Mao Yishi, head of the Unirule Institute of Economics, said China's accession to the World Trade Organization (WTO) has heaped further pressure on the service sector and notice from the State Development Planning Commission (SDPC) has shown the need for urgent development.

The notice, which was made public on Monday by the State Council, is the only one specially formulated for the tertiary industry by the central government in the past 10 years. It provides a blueprint for the service sector during the 10th Five-Year Plan period from 2001 to 2005.

It says the State will ease restrictions on market access; open sectors of foreign trade, tourism, banking, insurance, and others gradually; encourage big cities to allocate more resources to subsidiaries; encourage capital from various channels to the service sectors; and speed up reforms of railways, airlines, telecommunications, and public utilities.

Statistics show the average growth rate of the tertiary industry from 1991 to 1998 was just 15 percent. This was lower than the 20 percent of the manufacturing industry and its share in the gross domestic product in 1998 was about one third, almost 30 percent lower than the average of developed countries.

Zhang Xueying, a senior expert of industrial economics with the State Information Centre, said the service sector will play a key role in guaranteeing the healthy development of China's economy.

He said the country had been relying heavily on investment, consumption and foreign trade as stimuli for economic growth. But the downturn of the world economy, the depression of consumer demand, and worries about losses meant the government was increasingly looking to the service sector to achieve sustainable economic growth.

Unemployment resulting from fierce competition with foreign companies following China's WTO membership and the flow of rural people to cities are two other reasons why China should pay more attention to the service industry, he added.

Economist Mao also urged the government to adopt specific measures to enable domestic capital to enhance its competitiveness.

--- INSTRUCTIONS ---
- a) In the service-sector article, which period does the notice provide a blueprint for?
- b) Retype the service-sector article from "Statistics show the" up to and including "of developed countries.".
Work only from the service-sector article.

--- DATA SUPPLIED ---
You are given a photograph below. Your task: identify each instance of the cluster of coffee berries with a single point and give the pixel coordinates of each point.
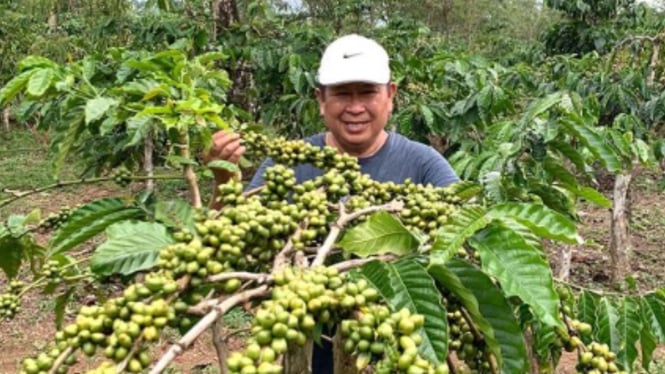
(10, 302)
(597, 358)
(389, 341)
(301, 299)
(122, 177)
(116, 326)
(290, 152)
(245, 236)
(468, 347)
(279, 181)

--- PER-TASK ANSWERS ---
- a) The 10th Five-Year Plan period, from 2001 to 2005.

- b)
Statistics show the average growth rate of the tertiary industry from 1991 to 1998 was just 15 percent. This was lower than the 20 percent of the manufacturing industry and its share in the gross domestic product in 1998 was about one third, almost 30 percent lower than the average of developed countries.